What you should do:
Tally up every line in the records beneath that has "green", and write down only the total.

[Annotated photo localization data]
====================
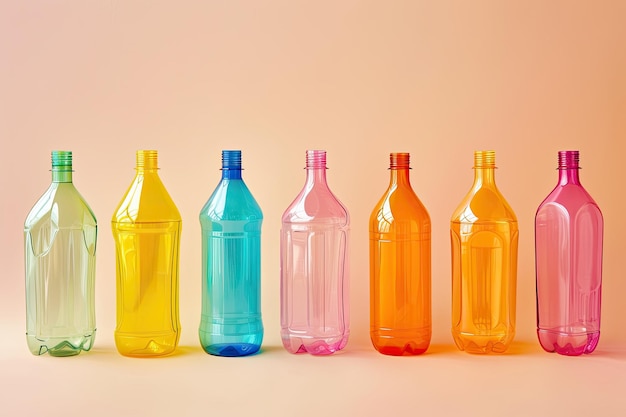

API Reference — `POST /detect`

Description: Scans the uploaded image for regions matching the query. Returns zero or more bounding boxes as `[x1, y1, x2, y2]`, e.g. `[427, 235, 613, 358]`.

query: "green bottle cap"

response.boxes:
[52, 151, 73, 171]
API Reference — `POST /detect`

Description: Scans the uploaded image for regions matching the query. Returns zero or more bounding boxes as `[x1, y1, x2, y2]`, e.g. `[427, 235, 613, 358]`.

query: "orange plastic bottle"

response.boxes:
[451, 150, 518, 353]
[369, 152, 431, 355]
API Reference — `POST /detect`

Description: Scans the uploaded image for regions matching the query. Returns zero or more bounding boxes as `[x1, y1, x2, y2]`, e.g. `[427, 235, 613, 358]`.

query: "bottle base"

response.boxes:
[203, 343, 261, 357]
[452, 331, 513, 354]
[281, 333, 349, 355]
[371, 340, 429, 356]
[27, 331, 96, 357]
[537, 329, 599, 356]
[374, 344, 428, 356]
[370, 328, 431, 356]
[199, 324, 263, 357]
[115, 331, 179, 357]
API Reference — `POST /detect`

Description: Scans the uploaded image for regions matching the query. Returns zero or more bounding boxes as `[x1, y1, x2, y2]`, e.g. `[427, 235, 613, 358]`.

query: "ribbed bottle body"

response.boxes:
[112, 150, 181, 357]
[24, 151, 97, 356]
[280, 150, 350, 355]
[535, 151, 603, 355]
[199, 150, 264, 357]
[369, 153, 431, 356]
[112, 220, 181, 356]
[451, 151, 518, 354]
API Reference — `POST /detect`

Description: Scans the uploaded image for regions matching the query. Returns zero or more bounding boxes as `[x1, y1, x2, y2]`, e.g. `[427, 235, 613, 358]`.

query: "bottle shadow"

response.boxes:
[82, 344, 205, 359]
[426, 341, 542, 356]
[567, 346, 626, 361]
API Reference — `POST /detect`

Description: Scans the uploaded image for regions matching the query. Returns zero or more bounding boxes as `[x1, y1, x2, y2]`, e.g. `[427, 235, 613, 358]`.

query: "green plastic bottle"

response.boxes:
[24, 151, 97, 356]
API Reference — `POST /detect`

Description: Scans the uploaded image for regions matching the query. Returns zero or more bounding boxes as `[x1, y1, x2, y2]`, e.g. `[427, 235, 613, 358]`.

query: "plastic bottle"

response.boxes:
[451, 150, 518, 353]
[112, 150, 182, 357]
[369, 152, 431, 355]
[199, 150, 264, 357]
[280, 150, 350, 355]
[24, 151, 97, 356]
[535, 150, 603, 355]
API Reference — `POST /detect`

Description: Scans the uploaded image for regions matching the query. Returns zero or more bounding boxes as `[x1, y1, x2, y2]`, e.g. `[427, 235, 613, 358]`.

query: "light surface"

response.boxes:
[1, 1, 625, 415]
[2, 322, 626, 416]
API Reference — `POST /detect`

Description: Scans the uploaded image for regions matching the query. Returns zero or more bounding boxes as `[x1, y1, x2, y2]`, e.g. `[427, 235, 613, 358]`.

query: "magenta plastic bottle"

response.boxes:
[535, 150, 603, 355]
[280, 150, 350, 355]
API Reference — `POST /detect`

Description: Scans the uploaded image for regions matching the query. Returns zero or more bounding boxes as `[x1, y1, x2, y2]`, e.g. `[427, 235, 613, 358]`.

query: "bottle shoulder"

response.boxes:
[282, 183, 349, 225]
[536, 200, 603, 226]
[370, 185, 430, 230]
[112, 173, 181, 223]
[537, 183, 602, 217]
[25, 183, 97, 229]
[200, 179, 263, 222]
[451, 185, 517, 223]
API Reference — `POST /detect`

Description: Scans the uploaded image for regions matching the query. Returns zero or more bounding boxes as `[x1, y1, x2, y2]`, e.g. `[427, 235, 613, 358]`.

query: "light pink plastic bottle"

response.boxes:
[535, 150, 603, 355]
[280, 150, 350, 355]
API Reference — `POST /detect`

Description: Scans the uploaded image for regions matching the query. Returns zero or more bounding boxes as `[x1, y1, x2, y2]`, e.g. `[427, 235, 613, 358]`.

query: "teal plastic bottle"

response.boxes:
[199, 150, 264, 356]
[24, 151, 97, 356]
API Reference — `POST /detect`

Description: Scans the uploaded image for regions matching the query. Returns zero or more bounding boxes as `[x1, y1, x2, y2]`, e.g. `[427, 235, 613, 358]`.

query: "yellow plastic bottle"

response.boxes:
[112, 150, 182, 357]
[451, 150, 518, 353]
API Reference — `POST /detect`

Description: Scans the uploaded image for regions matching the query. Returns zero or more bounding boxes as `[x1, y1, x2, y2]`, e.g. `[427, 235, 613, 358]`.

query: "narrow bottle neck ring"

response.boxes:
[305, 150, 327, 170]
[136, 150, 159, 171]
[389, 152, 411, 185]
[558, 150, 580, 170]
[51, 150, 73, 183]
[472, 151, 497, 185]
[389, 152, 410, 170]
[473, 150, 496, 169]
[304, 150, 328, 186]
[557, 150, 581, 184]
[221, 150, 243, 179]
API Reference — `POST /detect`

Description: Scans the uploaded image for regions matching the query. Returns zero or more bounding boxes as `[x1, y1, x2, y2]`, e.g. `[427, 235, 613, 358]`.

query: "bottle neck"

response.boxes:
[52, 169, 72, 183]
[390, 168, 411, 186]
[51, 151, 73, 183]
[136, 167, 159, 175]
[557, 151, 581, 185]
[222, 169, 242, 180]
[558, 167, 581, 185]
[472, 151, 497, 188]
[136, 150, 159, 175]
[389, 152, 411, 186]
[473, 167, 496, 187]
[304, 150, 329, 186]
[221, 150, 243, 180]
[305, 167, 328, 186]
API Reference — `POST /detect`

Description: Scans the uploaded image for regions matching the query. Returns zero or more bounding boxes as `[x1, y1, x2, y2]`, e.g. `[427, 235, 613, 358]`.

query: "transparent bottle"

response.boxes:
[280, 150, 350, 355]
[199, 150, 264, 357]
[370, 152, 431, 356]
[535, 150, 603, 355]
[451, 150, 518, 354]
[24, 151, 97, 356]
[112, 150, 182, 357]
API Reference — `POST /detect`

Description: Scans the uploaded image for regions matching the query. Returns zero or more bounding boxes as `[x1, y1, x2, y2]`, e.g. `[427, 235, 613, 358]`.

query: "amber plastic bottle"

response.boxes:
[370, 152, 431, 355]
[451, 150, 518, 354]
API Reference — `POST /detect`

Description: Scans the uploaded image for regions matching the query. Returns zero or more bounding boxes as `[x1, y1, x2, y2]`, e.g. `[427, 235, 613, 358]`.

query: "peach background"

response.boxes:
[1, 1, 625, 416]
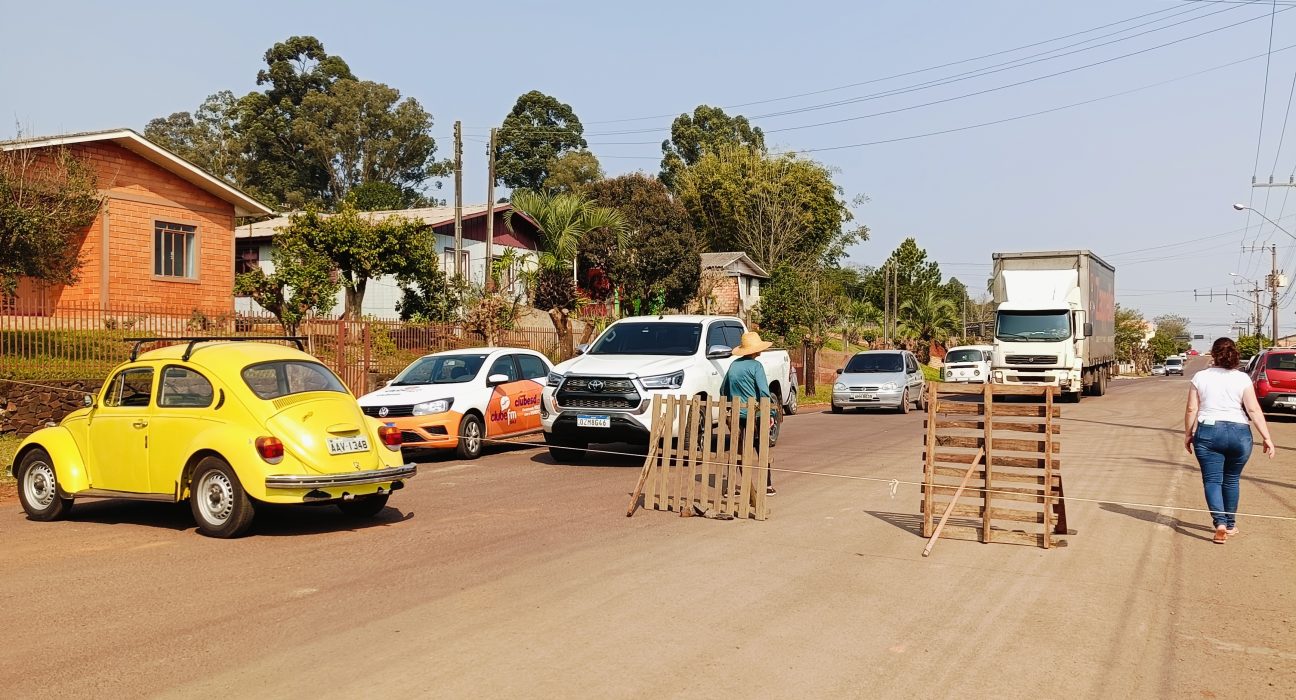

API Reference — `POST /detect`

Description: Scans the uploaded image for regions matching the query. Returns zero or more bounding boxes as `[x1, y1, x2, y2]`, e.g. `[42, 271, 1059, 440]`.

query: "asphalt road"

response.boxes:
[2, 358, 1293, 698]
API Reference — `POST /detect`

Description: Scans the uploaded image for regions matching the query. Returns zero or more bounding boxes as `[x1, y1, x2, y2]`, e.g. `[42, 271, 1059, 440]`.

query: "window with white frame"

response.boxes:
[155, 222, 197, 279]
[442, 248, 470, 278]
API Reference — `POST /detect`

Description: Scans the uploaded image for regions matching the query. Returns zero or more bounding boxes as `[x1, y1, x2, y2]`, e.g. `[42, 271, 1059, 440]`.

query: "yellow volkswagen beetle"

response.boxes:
====================
Task output:
2